> _What you are asked to do_
Starting with the line that holds "Expected behaviour: for every instance of the chain", repeat each line through the last one below, exactly. Pictures stay out.

(Data items)
###
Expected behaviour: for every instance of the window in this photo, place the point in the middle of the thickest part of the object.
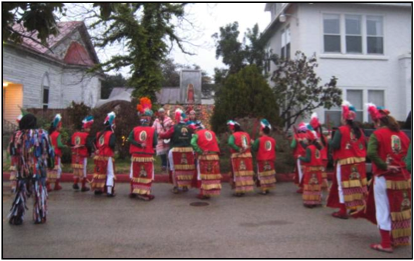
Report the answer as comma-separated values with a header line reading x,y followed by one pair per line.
x,y
355,97
332,33
375,35
353,34
377,98
45,91
285,52
333,117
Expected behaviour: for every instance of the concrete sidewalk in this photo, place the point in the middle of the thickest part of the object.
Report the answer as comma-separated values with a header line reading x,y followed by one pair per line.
x,y
81,225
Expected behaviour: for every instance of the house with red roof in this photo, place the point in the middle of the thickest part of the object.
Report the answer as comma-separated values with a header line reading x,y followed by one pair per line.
x,y
52,76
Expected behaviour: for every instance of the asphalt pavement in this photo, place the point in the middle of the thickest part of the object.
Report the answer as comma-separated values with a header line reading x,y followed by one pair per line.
x,y
82,225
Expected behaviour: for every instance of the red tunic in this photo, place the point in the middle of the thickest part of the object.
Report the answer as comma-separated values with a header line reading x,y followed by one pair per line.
x,y
267,147
241,139
79,140
102,144
352,150
207,141
54,137
143,135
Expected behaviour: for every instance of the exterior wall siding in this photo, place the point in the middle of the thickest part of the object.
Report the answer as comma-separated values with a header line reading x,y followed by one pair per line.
x,y
386,72
65,85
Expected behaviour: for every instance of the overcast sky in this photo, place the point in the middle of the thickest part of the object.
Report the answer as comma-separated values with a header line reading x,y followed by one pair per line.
x,y
204,20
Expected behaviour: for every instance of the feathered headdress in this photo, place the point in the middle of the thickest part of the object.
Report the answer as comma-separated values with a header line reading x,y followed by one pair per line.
x,y
231,124
179,115
87,122
315,121
57,121
144,107
302,127
312,134
348,111
19,118
110,118
377,113
264,123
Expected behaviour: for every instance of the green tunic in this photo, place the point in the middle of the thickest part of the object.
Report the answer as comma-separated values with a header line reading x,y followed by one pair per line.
x,y
133,141
194,144
181,137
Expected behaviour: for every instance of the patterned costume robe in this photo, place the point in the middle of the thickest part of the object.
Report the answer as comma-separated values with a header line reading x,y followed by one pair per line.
x,y
242,164
142,161
312,180
34,154
350,181
266,156
104,172
390,197
208,168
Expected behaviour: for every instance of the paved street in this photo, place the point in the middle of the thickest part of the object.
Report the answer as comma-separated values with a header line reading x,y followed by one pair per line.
x,y
276,226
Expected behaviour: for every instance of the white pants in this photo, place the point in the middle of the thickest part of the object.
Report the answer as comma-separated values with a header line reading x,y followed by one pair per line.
x,y
382,204
85,167
299,166
131,172
339,179
170,159
110,176
59,169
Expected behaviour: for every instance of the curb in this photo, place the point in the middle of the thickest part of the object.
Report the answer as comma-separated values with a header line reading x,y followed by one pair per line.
x,y
161,178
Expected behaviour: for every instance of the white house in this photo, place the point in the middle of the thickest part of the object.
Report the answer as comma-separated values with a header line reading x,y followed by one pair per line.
x,y
367,46
38,77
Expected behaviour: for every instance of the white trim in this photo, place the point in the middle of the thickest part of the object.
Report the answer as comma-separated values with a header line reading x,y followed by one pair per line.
x,y
364,35
353,56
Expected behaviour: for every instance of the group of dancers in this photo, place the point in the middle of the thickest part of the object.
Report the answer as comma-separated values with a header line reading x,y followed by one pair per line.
x,y
193,161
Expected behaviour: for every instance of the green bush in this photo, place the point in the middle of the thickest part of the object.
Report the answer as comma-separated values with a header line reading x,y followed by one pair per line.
x,y
245,94
285,163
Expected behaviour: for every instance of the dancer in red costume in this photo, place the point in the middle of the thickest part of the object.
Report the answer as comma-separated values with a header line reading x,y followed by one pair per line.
x,y
349,187
389,202
54,175
143,140
82,147
299,143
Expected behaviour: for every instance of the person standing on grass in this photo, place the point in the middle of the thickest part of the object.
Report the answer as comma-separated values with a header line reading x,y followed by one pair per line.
x,y
13,161
408,160
298,145
104,172
82,147
349,188
389,201
181,155
205,144
312,176
241,160
265,148
143,140
162,125
34,154
316,125
54,175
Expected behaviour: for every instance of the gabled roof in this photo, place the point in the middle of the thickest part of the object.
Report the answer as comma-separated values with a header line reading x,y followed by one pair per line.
x,y
168,95
65,30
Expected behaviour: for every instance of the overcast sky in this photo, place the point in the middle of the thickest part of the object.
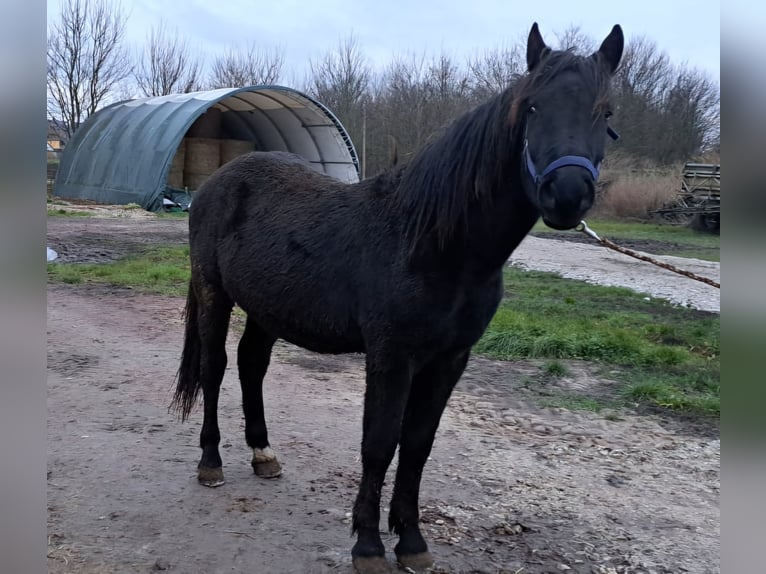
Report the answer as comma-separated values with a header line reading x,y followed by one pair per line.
x,y
688,30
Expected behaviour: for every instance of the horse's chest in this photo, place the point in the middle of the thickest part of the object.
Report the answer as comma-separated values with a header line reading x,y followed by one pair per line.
x,y
460,320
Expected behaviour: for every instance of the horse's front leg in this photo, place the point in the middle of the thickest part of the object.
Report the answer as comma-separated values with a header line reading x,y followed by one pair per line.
x,y
431,388
388,383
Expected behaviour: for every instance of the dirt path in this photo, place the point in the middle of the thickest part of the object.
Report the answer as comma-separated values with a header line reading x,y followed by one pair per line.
x,y
510,487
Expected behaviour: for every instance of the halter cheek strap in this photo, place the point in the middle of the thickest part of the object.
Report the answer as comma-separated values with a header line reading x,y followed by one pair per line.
x,y
577,160
560,162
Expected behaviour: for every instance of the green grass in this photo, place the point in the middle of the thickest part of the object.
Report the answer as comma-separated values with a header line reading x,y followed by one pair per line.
x,y
555,369
663,355
163,270
658,354
65,213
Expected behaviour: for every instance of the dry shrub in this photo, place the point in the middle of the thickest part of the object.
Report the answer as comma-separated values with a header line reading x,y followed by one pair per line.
x,y
632,189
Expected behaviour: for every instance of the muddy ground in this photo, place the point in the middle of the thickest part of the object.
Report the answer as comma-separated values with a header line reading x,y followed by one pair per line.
x,y
511,486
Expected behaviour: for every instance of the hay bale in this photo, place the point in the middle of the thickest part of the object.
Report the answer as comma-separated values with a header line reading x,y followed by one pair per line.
x,y
231,149
179,159
193,181
203,156
176,173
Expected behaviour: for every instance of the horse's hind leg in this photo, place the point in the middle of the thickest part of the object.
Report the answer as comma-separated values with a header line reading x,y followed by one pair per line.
x,y
431,388
253,356
213,316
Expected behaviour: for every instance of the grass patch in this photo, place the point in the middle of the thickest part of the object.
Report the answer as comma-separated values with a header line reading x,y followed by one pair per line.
x,y
660,354
164,270
664,355
65,213
555,369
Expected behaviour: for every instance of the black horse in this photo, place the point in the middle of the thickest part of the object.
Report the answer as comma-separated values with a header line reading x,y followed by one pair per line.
x,y
405,267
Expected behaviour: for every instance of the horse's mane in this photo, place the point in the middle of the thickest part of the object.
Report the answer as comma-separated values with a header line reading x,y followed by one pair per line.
x,y
472,154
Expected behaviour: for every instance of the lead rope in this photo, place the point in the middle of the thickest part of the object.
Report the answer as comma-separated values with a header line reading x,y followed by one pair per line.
x,y
582,226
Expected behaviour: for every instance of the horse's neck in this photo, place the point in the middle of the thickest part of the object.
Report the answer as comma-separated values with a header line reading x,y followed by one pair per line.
x,y
496,228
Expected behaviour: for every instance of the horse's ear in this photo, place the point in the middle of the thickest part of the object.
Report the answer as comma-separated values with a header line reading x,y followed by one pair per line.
x,y
535,47
611,49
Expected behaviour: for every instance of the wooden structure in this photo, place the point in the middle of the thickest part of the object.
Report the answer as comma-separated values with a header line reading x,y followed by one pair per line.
x,y
698,202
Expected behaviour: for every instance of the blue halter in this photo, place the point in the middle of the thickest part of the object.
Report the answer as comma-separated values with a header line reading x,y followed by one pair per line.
x,y
577,160
560,162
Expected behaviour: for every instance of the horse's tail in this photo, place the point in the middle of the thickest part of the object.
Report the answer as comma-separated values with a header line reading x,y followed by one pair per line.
x,y
188,377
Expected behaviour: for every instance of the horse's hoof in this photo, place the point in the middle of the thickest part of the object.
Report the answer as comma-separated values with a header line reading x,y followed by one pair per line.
x,y
372,565
419,562
265,463
268,469
211,477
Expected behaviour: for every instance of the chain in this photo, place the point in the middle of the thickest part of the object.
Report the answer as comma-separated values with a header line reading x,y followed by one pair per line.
x,y
605,242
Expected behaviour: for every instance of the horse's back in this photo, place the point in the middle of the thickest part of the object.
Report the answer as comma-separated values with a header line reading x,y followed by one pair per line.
x,y
282,240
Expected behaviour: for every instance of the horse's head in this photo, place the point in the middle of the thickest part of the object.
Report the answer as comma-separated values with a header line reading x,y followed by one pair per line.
x,y
562,106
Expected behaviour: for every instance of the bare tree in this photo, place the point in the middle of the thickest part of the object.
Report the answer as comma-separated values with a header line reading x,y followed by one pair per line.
x,y
167,65
250,67
86,59
574,39
341,79
495,70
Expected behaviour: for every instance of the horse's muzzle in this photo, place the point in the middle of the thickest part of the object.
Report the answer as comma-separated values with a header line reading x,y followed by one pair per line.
x,y
565,196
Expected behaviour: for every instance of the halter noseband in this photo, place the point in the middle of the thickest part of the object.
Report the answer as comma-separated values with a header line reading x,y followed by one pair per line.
x,y
565,160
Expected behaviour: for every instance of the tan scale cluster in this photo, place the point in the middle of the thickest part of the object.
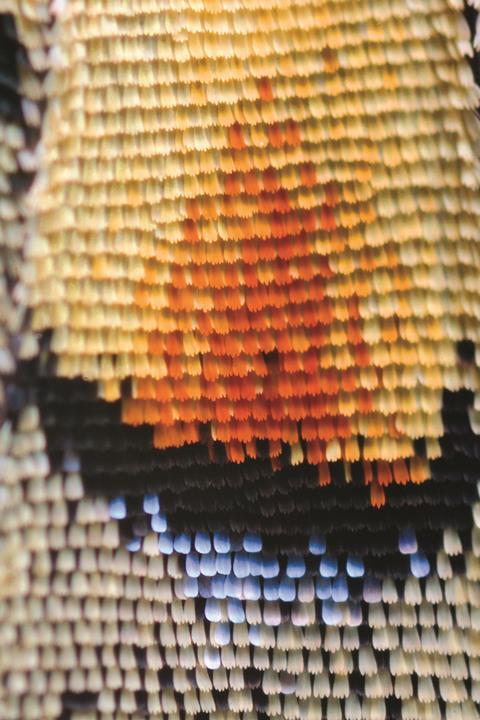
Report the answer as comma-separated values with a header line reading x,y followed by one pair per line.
x,y
265,215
###
> _Solution_
Expected behaviour: for every instance of the chain in this photo, place the point in the middle of the thickest part of the object.
Report the answer as comma-separated values with a header line reading x,y followed by one pair per line.
x,y
605,242
Expected behaviour: for every instance of the horse's back in this photo, place the point in the middle of the thickest part of the object.
Report the answer as comma-separated values with a header line reading x,y followed by one pair per line.
x,y
282,240
Expected behaviour: for every instance of the horse's head in this photo, place the point in the middle of the thickest part of the object.
Report the answer as comma-separated values with a header line reading x,y followed by one pair per line.
x,y
562,106
Expected behaviour: for every instance of the bare tree in this photo, place the point in the middle of the thickest part of the object.
Report the answer as comma-separated values with a header line reading x,y followed by one pair per line.
x,y
167,65
250,67
86,59
574,39
341,79
495,70
Expected behaviour: for every instance of the horse's muzzle in this photo, place the point in the middle of the thickest part of the object.
Report the answer as comma-separated values with a header line reading x,y followed by one pair per line.
x,y
565,196
Expected behaviour: for every instance of the halter noseband in this photo, place the point in the middle of the thickest part of the object.
Report the answer as comma-separated values with a header line reading x,y followed by one pair per line.
x,y
565,160
Expected behaviour: for every instance of the tan scale cluster in this photo, place the point in the middle of the thickest part of the object.
Report the answer as comma-separated values with a header line reading x,y followed by one pair per line.
x,y
265,215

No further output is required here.